**Фрагмент документа**
А вообще, – опять подумалось сейчас мне, – если понаблюдать, если вот так все обобщить, суммировать и сравнить, сделать выводы... В цивилизованных странах есть унитаз, он там – повсеместное, непреложное, не подвергаемое никакому сомнению достижение цивилизации. А здесь (в бараке, да и вообще у русского простонародья, там, где не грозит появление иностранцев или начальства), – здесь есть дыра в полу, в которую воду из ржавой бадьи льют “обиженные”, т.е. вполне официальные рабы, вполне официально не считаемые за людей, всеми признанные и привычные существа низшего сорта. Вот он – символ этой “новой”, “демократической” России, вот ее “план 2020” и вся прочая пропагандистская мишура. Дикость и рабство, как встарь. Русские застряли в XVI веке, когда весь мир уже давно живет в XXI–м...

Кстати, еще одна из ряда ярких иллюстраций к этому выводу. На барак откуда–то (с 9–го?) привели пару дней назад нового бедолагу, – вновь обретенного “обиженного”, потому–то и переведенного сюда. Это пожилой уже мужик с пышными усами, которого я уже видел мельком раньше. Вся его “обиженность” заключается в том, что он у какого–то другого “обиженного” (о чем он, видимо, и не знал) взял кусок хлеба и съел. От этого, по представлениям здешней нечисти и мрази, видимо, разом, в ту же секунду изменилась его сексориентация (на 5–м или 6–м десятке лет!), он вдруг потерял все человеческие права и перешел в низшую касту, в отверженные и неприкасаемые, в рабы. За один вот этот съеденный кусок хлеба!.. Эх, рассказать бы красочно и в подробностях цивилизованному миру, каким–нибудь шведам, немцам, датчанам или голландцам, что в “демократической” России нагло попираются права не только реальных сексменьшинств, но и людей, к ним никак не принадлежащих, но выдаваемых за представителей этих меньшинств, забитых, буквально не записанных, а запинанных по причинам типа вот этого съеденного куска хлеба! И ведь в последнем случае это творит уже не государство, не власть, а, так сказать, сам “народ” (сброд!). Поистине, эта страна со всей населяющей ее и управляющей ею нечистью не заслуживает ничего, кроме проклятия!..

[Выдержки из данных размеченных областей]
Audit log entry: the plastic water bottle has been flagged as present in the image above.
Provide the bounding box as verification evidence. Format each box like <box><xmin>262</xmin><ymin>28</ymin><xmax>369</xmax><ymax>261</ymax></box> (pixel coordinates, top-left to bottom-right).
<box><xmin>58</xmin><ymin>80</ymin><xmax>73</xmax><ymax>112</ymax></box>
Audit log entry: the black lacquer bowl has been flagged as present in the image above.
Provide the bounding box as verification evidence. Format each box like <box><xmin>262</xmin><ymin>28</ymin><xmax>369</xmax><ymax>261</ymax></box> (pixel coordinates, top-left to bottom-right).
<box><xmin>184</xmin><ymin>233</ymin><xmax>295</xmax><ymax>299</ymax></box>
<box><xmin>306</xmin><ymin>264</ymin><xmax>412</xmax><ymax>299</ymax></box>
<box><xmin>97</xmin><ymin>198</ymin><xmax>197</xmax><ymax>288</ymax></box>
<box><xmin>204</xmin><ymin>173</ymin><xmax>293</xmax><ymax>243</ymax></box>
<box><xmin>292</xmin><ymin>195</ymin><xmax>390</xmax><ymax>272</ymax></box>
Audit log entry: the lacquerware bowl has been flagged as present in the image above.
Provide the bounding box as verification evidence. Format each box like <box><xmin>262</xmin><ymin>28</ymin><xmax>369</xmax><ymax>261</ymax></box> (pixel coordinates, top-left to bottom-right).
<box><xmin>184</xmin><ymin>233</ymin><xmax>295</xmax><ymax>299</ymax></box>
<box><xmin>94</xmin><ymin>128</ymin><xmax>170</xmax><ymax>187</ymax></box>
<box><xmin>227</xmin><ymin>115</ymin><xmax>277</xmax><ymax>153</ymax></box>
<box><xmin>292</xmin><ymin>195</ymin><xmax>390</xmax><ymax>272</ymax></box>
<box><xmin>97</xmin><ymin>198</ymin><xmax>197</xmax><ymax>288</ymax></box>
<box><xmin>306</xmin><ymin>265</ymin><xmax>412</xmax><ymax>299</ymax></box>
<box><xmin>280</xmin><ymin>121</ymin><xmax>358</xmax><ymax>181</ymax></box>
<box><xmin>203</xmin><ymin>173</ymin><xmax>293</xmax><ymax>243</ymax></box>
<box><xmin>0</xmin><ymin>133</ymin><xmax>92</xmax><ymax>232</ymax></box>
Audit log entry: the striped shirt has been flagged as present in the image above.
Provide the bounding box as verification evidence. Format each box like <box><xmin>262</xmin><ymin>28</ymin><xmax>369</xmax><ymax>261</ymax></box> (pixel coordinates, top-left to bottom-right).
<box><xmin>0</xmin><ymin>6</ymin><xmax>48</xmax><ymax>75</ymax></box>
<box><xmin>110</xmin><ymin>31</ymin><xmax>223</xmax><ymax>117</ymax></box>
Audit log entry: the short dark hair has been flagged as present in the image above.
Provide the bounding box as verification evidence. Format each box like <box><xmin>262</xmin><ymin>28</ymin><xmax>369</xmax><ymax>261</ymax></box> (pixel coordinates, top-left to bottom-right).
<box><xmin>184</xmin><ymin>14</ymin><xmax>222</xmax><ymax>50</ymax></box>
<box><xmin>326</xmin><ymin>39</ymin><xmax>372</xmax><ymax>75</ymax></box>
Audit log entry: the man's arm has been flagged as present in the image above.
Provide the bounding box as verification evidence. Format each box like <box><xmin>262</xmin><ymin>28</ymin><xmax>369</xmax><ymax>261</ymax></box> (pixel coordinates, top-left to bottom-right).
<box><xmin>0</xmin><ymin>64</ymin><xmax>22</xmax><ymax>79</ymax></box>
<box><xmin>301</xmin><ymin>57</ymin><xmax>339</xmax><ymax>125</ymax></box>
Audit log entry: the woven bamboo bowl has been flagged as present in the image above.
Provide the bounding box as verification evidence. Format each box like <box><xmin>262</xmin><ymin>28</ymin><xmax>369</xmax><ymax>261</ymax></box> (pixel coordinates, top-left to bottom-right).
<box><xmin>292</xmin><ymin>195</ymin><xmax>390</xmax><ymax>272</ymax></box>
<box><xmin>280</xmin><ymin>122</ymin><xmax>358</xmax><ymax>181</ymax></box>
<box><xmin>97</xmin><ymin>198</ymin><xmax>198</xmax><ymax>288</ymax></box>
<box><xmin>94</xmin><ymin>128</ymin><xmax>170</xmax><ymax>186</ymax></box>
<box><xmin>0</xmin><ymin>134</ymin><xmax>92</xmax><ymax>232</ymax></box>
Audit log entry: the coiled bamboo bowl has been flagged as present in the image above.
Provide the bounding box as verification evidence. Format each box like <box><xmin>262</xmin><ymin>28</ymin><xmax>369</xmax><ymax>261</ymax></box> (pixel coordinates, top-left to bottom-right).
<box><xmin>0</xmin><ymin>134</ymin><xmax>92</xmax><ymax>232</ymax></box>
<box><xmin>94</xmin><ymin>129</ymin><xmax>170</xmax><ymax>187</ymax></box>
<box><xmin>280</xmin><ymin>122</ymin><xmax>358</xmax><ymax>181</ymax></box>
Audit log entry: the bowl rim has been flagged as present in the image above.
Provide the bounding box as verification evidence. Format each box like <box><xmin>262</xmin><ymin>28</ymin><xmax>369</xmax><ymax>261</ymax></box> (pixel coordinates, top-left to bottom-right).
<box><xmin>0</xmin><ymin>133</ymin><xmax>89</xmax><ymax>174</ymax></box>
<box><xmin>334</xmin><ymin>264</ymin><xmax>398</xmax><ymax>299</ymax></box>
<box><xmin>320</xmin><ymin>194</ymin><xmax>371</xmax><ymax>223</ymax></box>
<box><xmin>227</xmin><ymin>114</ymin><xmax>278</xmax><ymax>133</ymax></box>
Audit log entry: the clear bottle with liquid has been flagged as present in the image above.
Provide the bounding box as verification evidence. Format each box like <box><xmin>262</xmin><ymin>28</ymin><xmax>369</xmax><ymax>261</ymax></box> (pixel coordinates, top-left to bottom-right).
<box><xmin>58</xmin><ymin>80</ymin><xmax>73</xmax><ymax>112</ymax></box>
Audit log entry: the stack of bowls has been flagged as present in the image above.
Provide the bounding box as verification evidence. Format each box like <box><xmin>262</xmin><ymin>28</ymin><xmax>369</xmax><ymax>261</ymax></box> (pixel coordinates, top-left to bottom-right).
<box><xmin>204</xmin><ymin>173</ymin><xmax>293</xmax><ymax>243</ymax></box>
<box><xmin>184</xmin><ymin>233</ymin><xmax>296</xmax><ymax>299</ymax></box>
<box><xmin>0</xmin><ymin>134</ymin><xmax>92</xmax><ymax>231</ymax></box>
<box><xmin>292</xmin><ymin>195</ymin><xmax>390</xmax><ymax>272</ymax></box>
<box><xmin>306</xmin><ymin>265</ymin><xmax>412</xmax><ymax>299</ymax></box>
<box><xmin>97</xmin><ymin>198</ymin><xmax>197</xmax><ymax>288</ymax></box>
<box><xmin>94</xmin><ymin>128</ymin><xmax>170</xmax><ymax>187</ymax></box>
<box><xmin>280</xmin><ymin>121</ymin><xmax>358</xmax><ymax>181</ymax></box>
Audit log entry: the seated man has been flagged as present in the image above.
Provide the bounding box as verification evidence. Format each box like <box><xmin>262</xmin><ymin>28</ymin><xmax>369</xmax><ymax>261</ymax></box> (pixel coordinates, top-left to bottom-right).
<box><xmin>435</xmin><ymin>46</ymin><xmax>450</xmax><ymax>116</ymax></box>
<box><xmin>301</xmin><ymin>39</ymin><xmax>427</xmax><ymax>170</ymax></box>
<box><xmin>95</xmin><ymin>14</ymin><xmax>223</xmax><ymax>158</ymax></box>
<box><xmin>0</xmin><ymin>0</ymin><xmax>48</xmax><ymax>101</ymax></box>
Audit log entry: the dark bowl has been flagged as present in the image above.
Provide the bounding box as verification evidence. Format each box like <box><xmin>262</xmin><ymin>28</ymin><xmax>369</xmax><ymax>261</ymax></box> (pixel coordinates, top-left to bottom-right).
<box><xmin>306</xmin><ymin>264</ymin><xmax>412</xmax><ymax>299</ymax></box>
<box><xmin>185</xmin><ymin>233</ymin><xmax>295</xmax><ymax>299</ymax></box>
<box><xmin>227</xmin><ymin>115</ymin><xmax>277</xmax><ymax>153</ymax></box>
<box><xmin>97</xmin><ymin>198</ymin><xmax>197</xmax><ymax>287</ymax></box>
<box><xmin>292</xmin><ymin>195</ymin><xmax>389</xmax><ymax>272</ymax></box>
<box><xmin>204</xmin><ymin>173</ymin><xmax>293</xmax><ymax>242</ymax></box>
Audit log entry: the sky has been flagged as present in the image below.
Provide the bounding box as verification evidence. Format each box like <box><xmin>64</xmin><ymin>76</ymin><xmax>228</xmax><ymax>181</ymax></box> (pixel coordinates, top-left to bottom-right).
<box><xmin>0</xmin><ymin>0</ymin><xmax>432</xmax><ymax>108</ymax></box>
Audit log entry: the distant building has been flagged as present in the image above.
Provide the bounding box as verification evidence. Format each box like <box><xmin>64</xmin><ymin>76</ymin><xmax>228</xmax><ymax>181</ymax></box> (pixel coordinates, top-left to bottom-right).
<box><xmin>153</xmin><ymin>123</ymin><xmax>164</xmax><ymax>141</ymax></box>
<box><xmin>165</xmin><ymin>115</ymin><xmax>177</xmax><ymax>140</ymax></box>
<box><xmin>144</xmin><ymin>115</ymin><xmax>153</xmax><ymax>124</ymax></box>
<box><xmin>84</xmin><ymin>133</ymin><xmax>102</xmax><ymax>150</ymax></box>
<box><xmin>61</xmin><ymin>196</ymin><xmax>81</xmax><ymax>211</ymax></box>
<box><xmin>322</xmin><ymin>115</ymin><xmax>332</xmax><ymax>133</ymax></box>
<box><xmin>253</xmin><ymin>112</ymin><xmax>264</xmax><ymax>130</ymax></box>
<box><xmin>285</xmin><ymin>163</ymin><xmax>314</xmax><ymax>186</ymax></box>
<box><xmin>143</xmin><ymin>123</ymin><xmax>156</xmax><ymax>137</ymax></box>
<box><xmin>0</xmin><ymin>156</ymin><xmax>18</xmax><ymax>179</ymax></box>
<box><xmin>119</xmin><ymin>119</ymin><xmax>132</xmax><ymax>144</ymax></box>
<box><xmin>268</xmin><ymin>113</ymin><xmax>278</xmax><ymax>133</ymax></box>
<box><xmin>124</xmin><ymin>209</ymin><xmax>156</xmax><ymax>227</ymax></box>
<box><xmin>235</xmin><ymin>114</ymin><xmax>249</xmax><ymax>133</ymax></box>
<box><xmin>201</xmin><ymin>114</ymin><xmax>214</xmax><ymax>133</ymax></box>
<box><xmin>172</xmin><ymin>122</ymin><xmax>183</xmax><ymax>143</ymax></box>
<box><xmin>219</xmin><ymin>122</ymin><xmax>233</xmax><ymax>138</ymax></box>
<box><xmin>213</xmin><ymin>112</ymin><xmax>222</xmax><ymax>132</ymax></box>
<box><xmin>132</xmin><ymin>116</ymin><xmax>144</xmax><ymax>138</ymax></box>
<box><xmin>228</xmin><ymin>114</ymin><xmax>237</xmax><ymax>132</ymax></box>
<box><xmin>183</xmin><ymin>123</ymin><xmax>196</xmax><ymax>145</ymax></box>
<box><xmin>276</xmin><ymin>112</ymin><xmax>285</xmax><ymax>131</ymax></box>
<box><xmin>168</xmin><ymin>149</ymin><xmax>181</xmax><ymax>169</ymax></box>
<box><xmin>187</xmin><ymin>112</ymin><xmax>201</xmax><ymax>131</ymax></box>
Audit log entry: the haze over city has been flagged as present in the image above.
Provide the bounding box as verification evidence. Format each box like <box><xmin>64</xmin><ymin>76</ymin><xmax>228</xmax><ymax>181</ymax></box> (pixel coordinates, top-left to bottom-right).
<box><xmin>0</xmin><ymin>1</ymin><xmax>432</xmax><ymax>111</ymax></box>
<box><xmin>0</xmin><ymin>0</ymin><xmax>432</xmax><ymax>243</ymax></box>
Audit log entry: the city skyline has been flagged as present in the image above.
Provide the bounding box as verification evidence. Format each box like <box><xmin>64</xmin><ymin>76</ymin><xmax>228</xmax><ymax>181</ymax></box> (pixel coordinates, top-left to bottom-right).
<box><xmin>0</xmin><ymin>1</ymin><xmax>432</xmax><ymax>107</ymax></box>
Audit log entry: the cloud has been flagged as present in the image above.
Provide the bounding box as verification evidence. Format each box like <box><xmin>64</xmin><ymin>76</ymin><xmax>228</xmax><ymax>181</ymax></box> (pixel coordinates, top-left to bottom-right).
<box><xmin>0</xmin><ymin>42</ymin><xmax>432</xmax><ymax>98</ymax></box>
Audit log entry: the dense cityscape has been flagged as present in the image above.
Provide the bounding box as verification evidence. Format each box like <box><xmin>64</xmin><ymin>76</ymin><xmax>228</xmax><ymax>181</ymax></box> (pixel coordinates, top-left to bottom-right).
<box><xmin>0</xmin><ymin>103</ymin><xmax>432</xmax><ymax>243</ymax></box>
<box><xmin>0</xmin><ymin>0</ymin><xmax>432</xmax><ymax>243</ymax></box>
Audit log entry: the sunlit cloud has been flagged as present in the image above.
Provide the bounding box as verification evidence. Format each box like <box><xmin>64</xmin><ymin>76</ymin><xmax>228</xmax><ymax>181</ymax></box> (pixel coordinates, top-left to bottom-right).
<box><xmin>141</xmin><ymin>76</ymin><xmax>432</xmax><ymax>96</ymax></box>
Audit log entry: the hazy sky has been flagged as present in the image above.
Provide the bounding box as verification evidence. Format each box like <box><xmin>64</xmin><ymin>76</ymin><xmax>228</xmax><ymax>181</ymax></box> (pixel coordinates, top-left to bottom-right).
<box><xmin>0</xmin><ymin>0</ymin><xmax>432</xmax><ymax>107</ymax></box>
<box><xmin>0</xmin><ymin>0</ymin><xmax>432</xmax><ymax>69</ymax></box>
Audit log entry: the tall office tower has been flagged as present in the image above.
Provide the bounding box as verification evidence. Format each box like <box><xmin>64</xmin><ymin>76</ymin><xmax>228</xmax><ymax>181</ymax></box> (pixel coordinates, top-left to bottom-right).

**Суть задания**
Ответьте кратко на вопросы по фрагменту о жизни в бараке.
(a) Что, согласно фрагменту, есть в цивилизованных странах вместо дыры в полу?
(b) В каком веке, по утверждению фрагмента, застряли русские?
(c) Что сделал пожилой мужик с пышными усами, из-за чего его сочли «обиженным»?

**Ответ**
(a) Унитаз.
(b) В XVI веке.
(c) Взял у другого «обиженного» кусок хлеба и съел его.